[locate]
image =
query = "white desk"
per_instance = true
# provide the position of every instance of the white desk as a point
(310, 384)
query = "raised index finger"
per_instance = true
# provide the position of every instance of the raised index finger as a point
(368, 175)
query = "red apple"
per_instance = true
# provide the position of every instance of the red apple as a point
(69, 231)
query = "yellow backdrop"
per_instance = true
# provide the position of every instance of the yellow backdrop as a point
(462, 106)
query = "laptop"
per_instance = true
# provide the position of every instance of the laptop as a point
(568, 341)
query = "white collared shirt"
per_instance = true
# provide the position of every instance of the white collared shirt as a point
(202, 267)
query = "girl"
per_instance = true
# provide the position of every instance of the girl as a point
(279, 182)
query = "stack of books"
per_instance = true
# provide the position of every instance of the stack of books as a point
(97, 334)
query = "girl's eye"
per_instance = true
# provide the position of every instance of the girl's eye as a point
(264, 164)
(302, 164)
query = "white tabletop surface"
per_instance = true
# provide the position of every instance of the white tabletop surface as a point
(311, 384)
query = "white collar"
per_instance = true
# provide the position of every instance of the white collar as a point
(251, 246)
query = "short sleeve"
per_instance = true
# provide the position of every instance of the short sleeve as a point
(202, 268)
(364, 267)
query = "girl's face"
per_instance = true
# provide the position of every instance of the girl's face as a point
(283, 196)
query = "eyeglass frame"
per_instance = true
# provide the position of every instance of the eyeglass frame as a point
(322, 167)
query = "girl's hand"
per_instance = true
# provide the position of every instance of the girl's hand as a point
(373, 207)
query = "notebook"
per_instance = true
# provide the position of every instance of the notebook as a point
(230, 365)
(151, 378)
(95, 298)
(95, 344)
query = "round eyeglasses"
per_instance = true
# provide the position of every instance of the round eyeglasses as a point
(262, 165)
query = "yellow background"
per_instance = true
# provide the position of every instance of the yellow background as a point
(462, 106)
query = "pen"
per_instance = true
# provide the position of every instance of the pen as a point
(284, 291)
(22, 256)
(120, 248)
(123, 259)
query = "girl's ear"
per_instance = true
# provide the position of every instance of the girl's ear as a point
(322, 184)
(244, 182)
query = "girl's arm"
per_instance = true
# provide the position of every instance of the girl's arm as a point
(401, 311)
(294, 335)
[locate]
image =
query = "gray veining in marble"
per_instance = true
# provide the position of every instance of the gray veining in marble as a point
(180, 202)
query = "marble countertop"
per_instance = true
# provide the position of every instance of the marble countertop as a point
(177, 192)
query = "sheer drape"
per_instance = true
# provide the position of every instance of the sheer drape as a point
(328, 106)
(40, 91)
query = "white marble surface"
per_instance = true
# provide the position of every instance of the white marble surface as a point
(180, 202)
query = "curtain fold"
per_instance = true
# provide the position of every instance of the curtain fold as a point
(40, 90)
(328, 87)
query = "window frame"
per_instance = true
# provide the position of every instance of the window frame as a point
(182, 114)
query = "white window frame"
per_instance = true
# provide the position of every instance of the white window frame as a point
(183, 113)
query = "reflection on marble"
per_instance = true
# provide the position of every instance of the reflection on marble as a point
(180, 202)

+ + + + + + +

Exercise description: Go through the listing and print each line exactly as it appears.

Task response:
[locate]
image =
query = "white desk"
per_instance = true
# provide the position of every instance of the white desk as a point
(310, 384)
query = "raised index finger"
per_instance = true
# provide the position of every instance of the raised index finger as a point
(368, 175)
query = "red apple"
per_instance = true
# provide the position of every instance of the red apple as a point
(69, 231)
query = "yellow backdrop"
per_instance = true
# provide the position of every instance of the yellow backdrop as a point
(462, 106)
query = "laptop"
per_instance = true
# provide the position of every instance of the laptop as a point
(568, 341)
query = "white collared shirt"
per_instance = true
# provide the position of every instance of the white collared shirt as a point
(202, 267)
query = "girl"
per_instance = true
# provide the position of every instance of the girl as a point
(279, 182)
query = "stack of books"
per_instance = true
# provide the position of every instance of the stack of books as a point
(97, 334)
query = "girl's eye"
per_instance = true
# provide the position of every instance of the girl's eye as a point
(264, 164)
(302, 164)
query = "white tabletop surface"
per_instance = true
# provide the position of every instance of the white tabletop surface as a point
(311, 384)
query = "white collar"
per_instance = true
# provide the position of every instance of the white collar as a point
(251, 246)
query = "short sleeve"
per_instance = true
# provide the position of every instance of the short sleeve as a point
(202, 268)
(364, 267)
query = "girl's face"
per_instance = true
# provide the position of every instance of the girl's face as a point
(283, 196)
query = "eyeglass frame"
per_instance = true
# provide the position of every instance of the eyeglass frame as a point
(322, 167)
query = "girl's hand"
per_instance = true
# provide the position of every instance of the girl's hand as a point
(373, 207)
query = "notebook"
per_instance = true
# provide the position of every instance of the notebook as a point
(230, 365)
(151, 378)
(95, 298)
(95, 344)
query = "round eyeglasses"
per_instance = true
# provide the position of every instance of the round eyeglasses as a point
(262, 165)
query = "yellow background"
per_instance = true
# provide the position of every instance of the yellow background as a point
(462, 106)
query = "pen"
per_instance = true
# provide the position of every instance of the pen as a point
(284, 291)
(22, 256)
(120, 248)
(123, 259)
query = "girl's ear"
per_instance = true
# provide the position of every instance of the girl's ear as a point
(322, 184)
(244, 182)
query = "girl's arm"
per_instance = true
# provide the position of every instance of the girl's arm as a point
(401, 311)
(294, 335)
[locate]
image =
query = "gray veining in marble"
per_instance = true
# provide the position of every instance of the gray veining in marble as a point
(180, 202)
query = "marble countertop"
per_instance = true
# provide the position of every instance of the marble countertop as a point
(177, 192)
query = "sheer drape"
per_instance = true
# provide the position of every instance of the sheer drape as a point
(328, 106)
(40, 91)
query = "white marble surface"
per_instance = true
# provide the position of every instance of the white marble surface as a point
(180, 202)
query = "curtain fold"
per_instance = true
# provide the position of every instance of the curtain fold as a point
(40, 90)
(328, 87)
query = "window frame"
per_instance = true
# provide the position of every instance of the window frame as a point
(182, 114)
query = "white window frame"
per_instance = true
# provide the position of every instance of the white window frame as a point
(183, 113)
query = "reflection on marble"
per_instance = true
# provide the position of every instance of the reflection on marble as a point
(180, 202)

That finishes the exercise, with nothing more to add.